START Exercise passage
By Nicholas Goodhue.
As far as I can discover, none of the commentators on the film have satisfactorily explained the meaning and importance of the film’s Latin passage…. However, the passage does in fact provide the basis for Van Helsing’s conclusion regarding his analysis of Renfield’s blood.”
About thirty minutes into the 1931 film Dracula is the scene in which Professor Van Helsing analyzes Renfield’s blood. He pours a liquid from a test tube into another vessel containing a dark liquid, and the resultant mixture becomes milky. He then says to his assistant, who is seated before a large open book: “Read, Dummkopf, where I have marked” [See Note 1]. The assistant then reads aloud a passage from the book. The passage is in Latin, and no translation of it is provided, but Van Helsing clearly regards it as confirming his suspicions about Renfield’s blood, for he announces to the others at the table, “Gentlemen, we are dealing with the undead … the vampire.” (The corresponding scene in the Spanish-language version of the film does not contain this experiment or reading.)
As far as I can discover, none of the commentators on the film have satisfactorily explained the meaning and importance of the passage. It seems to be generally regarded as simply a bit of Latinity included solely for atmosphere, much like the “Black Mass” recited by Karloff in The Black Cat (1934), which consists merely of a string of familiar aphorisms and maxims [See Note 2]. However, the passage does in fact provide the basis for Van Helsing’s conclusion regarding his analysis of Renfield’s blood.
The text reads: “Deinde cum extractum vespertilionis sanguini mixtum est, sanguis puniceo colore amisso lacteus fit” [See Note 3]. I translate this: “Then, when extract of bat has been mixed with blood [infected with vampirism], the blood becomes milky, the red color having been lost.” Van Helsing then announces that “we are dealing with the undead,” presumably basing that conclusion on the test he has just conducted, the significance of which is elucidated by the quoted text. Evidently we are to understand that the text is part of an explanation of how it is to be determined whether a particular person has been infected with vampirism: if someone (such as Renfield) is suspected of such infection, one is to mix a sample of his blood with extract of bat [See Note 4], and if the resultant mixture turns milky, that proves that the blood is indeed infected. The blood referenced in the Latin passage must be blood infected with vampirism rather than simply blood in general; for if the meaning were simply that blood in general turns milky when mixed with extract of bat, the test would have no significance.
END Exercise passage
START Dataset extract
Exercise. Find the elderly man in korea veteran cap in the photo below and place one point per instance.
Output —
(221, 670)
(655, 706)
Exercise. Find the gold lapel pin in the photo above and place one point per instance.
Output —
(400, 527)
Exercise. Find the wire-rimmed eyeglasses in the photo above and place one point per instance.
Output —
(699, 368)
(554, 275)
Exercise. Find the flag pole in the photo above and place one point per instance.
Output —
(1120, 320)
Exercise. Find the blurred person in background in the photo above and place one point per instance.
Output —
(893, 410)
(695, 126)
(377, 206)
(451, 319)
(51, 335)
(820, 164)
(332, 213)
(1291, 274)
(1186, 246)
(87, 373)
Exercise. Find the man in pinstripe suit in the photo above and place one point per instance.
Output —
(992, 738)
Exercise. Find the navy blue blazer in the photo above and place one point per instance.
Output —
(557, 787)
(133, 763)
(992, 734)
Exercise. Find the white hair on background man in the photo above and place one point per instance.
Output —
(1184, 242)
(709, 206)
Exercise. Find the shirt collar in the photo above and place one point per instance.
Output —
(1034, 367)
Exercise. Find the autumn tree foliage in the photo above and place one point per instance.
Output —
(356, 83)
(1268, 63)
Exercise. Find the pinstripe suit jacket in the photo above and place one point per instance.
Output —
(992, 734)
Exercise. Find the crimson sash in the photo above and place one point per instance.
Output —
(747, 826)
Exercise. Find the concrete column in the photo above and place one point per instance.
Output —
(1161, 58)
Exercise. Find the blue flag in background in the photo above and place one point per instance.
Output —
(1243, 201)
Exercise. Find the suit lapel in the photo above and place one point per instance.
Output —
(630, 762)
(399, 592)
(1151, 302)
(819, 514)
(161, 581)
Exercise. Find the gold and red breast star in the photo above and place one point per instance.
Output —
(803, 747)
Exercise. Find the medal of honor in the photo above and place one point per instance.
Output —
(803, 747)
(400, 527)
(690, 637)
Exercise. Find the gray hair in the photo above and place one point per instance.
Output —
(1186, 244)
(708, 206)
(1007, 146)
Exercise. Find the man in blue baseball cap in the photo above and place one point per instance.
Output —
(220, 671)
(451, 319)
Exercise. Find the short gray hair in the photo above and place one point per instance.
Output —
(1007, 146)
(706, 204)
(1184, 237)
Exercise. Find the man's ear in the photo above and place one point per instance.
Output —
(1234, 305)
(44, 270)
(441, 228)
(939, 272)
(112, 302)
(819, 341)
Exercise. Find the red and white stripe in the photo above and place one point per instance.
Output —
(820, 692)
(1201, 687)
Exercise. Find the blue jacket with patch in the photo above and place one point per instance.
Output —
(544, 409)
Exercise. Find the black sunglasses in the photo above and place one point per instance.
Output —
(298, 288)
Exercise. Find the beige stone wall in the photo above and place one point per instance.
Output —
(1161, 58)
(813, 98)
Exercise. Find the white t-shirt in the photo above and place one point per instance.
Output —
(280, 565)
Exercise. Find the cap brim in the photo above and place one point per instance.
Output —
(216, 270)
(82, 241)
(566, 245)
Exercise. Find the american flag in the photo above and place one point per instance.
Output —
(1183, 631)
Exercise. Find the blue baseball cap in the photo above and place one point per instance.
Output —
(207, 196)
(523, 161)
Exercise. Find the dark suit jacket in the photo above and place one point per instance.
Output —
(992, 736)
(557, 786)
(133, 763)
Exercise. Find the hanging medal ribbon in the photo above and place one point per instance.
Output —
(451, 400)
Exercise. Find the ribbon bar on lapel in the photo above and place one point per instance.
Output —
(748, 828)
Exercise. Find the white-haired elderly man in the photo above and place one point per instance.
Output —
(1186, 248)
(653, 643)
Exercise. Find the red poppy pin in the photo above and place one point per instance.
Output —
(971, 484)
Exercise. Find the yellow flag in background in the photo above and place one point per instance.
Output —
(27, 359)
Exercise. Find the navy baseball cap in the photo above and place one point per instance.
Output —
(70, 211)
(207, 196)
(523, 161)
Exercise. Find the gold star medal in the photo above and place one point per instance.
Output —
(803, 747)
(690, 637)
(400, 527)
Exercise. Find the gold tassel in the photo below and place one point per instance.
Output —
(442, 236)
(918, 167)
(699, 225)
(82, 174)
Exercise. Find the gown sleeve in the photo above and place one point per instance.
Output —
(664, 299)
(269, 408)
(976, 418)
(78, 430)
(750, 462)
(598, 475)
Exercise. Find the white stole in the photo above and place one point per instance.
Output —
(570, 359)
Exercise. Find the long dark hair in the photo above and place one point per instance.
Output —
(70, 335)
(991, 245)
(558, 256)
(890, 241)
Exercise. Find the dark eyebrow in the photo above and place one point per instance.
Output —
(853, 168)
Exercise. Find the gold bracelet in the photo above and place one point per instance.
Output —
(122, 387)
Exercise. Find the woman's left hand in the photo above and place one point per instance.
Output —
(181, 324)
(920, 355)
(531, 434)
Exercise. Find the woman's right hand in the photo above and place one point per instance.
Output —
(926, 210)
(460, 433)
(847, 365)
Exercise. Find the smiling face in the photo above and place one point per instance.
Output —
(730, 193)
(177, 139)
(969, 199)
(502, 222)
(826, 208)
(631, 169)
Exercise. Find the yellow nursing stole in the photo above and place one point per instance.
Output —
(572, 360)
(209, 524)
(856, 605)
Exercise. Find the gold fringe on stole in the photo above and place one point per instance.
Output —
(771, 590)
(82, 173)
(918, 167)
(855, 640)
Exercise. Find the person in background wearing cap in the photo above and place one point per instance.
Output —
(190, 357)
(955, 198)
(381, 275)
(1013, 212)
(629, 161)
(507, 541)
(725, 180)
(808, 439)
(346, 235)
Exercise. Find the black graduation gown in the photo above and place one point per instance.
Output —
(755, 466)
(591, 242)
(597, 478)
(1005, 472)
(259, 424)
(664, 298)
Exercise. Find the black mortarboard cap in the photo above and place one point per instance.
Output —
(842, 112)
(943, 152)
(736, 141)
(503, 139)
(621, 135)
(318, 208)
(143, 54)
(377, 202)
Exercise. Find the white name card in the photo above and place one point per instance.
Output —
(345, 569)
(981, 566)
END Dataset extract
Questions to answer:
1. In the essay on the Latin passage in the 1931 Dracula, which film's "Black Mass" is the passage compared to?
2. Extend the essay on the Latin passage in Dracula, continuing after its final sentence.
The data is not needed for what follows.

Your responses:
1. The Black Cat (1934), in which Karloff recites it.

2.
The significance of the test and the text is now clear: The dark liquid in the vessel in the holder is Renfield’s blood; the liquid in the other vessel is extract of bat; Van Helsing pours some of the extract of bat into the vessel containing Renfield’s blood, which then turns milky, thus proving that the blood is infected.

The Latin saws that make up Karloff’s chant in The Black Cat (1934) are simply a series of traditional proverbs, maxims, etc. Most likely the producers decided they couldn’t afford (or couldn’t be bothered) to do the research to come up with a suitable authentic chant or to engage a Latinist to concoct one that would at least be relevant to the ceremony, concluding that as far as the impression on the audience was concerned, it didn’t matter what the actual meaning of the Latin words was as long as Karloff intoned them in a sinister and atmospheric manner since most of the audience wouldn’t understand them anyway.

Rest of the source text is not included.